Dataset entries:
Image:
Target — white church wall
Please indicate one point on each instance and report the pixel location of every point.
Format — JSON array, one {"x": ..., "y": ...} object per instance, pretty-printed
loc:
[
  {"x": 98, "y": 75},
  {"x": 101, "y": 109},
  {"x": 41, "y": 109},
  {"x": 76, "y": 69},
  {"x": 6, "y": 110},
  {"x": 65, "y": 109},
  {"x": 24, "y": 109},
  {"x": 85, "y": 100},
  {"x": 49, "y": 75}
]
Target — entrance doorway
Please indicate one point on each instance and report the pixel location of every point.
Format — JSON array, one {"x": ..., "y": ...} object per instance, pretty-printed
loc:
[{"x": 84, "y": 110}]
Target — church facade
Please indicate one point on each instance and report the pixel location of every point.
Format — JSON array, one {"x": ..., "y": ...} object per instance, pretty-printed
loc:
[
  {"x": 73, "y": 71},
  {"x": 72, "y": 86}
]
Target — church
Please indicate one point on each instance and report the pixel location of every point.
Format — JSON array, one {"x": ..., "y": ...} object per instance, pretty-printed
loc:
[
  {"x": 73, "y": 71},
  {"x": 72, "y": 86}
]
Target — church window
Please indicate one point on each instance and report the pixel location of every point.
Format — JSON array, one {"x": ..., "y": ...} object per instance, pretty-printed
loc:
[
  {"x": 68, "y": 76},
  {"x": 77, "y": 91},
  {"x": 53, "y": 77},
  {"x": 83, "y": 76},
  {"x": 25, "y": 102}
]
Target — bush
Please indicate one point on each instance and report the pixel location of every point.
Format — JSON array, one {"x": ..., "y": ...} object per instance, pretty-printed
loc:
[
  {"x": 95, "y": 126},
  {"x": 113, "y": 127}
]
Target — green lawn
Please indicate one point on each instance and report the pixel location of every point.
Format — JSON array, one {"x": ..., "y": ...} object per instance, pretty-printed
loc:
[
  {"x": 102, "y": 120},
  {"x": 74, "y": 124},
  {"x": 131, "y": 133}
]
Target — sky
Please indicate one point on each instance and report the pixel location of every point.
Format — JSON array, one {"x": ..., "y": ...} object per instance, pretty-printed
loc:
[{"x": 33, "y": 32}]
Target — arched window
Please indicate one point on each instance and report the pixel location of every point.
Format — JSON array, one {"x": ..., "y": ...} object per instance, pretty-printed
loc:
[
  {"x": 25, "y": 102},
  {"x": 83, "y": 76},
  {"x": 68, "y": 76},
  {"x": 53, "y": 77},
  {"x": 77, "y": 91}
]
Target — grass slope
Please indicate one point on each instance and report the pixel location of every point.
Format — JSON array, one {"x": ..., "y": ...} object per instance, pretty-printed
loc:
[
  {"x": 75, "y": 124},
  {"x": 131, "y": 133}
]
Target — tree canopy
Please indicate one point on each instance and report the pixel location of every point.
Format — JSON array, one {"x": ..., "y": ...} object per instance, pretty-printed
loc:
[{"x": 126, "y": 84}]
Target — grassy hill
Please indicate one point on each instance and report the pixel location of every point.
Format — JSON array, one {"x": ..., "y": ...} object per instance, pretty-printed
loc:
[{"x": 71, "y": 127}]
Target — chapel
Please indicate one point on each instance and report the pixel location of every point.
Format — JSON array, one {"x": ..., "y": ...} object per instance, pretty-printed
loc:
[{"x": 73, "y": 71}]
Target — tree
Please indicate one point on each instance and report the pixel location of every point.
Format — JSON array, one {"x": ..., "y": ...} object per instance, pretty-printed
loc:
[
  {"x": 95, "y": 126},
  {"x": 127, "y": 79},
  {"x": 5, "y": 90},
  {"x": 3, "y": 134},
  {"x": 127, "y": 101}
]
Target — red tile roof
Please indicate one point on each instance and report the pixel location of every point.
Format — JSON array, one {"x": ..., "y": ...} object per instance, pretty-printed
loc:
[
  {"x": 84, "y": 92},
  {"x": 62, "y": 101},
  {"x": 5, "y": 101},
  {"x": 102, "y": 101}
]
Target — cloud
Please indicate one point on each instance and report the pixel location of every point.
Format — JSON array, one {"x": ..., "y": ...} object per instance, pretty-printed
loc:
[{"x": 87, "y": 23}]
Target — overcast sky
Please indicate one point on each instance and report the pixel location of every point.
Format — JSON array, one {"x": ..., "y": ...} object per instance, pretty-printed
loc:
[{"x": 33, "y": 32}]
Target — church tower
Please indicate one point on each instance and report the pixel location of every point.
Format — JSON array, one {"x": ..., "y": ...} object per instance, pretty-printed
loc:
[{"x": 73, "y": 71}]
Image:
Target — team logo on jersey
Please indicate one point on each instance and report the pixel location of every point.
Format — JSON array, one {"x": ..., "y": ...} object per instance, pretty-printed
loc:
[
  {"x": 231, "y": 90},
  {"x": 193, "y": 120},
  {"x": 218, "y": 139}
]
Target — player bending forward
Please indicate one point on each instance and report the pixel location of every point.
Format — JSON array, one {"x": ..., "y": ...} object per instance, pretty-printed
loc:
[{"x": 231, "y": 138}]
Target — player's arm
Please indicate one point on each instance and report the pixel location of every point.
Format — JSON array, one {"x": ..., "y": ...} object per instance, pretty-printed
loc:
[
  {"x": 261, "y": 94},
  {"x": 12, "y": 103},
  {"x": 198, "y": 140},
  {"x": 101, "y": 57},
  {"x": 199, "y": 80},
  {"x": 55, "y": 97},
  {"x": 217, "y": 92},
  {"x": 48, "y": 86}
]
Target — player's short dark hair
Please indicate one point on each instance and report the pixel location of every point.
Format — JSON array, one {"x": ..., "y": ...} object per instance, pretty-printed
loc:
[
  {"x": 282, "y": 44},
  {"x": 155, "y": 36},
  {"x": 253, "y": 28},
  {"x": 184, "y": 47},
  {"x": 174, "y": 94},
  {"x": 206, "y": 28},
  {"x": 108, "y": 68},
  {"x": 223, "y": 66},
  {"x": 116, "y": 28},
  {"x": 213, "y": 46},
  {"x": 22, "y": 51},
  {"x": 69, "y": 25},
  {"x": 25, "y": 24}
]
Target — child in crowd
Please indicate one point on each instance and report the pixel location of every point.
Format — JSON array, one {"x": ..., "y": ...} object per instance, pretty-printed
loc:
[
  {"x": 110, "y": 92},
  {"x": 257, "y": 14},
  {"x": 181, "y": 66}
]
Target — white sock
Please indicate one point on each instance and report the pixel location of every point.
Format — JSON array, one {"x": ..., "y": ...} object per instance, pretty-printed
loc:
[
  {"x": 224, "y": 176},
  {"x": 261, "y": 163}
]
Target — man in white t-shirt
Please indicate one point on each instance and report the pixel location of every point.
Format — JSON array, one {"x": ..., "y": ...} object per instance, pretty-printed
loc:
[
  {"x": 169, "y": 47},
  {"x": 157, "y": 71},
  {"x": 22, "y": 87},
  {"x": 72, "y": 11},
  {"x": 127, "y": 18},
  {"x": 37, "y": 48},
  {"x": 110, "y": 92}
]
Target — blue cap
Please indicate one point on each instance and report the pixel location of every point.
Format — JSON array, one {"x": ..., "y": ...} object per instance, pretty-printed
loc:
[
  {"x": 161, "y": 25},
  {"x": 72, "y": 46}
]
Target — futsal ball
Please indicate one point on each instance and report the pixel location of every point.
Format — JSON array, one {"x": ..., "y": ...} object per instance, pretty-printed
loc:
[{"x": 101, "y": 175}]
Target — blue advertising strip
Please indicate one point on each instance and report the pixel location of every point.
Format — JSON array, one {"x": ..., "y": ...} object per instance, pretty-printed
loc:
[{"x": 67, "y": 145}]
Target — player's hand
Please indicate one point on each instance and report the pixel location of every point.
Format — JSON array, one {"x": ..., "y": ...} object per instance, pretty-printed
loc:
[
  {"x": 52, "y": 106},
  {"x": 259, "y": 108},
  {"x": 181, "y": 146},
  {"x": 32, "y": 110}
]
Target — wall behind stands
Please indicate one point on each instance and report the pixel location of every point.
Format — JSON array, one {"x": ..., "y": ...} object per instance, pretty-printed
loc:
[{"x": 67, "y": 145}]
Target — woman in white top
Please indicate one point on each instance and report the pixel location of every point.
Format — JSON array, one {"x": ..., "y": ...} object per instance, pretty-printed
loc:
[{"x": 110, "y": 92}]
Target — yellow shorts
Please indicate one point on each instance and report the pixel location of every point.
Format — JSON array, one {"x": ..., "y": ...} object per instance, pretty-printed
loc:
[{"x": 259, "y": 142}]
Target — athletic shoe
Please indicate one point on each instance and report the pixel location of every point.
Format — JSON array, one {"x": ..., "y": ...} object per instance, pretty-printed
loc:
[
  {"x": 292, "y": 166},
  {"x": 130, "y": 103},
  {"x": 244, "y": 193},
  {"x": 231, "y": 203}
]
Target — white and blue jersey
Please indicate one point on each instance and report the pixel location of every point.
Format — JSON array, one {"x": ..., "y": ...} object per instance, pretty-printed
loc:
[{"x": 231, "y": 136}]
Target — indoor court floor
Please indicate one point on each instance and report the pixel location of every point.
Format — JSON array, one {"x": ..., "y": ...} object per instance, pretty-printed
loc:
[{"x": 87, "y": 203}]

» **Task item**: Give an exact copy of every line from the one holding "Target — futsal ball" through the end of the records, both included, and no other lines.

» **Answer space**:
Target — futsal ball
Please indicate one point on each instance and report the pixel location of every point.
Format — JSON array, one {"x": ..., "y": ...} object per instance, pretty-printed
loc:
[{"x": 101, "y": 175}]
Target — blue advertising strip
Please indicate one point on each instance and report the pixel location of every point.
Format — JSON array, one {"x": ..., "y": ...} object per instance, pretty-printed
loc:
[{"x": 67, "y": 145}]
Target — player's hand
Please indicate one point on each instance and report the pixel location of every point.
Format — JSON array, one {"x": ..., "y": ...} object per instance, pretty-printed
loc:
[
  {"x": 52, "y": 106},
  {"x": 259, "y": 108},
  {"x": 181, "y": 146},
  {"x": 32, "y": 110}
]
Target — wall behind stands
Please indicate one point on each instance and report the pixel location of every point.
Format — JSON array, one {"x": ..., "y": ...} object per instance, pretty-printed
loc:
[{"x": 67, "y": 145}]
Target — woman in white top
Please indicate one point on each instance and report the pixel location of every point.
Format — JSON array, one {"x": ..., "y": ...} object per instance, pretty-printed
loc:
[{"x": 110, "y": 92}]
Target — yellow shorts
Please indicate one point on each instance and report the pixel location of every point.
Format — JSON array, one {"x": ..., "y": ...} object per instance, pretty-printed
loc:
[{"x": 259, "y": 142}]
Target — athletic shoe
Please indicate one point on each instance and report the pixel location of every point.
Format — JSON array, one {"x": ..., "y": ...} object per instance, pretty-printed
loc:
[
  {"x": 292, "y": 166},
  {"x": 130, "y": 103},
  {"x": 244, "y": 193},
  {"x": 231, "y": 203}
]
Target — white and blue jersey
Please indicate one point on each instance and report the pixel location of every point.
Format — JSON array, one {"x": ..., "y": ...} object per instance, pretty-printed
loc:
[{"x": 231, "y": 136}]
Target — indoor court floor
Please indicate one point on each instance and report the pixel location of every point.
Format — JSON array, one {"x": ..., "y": ...} object per instance, pretty-printed
loc:
[{"x": 87, "y": 203}]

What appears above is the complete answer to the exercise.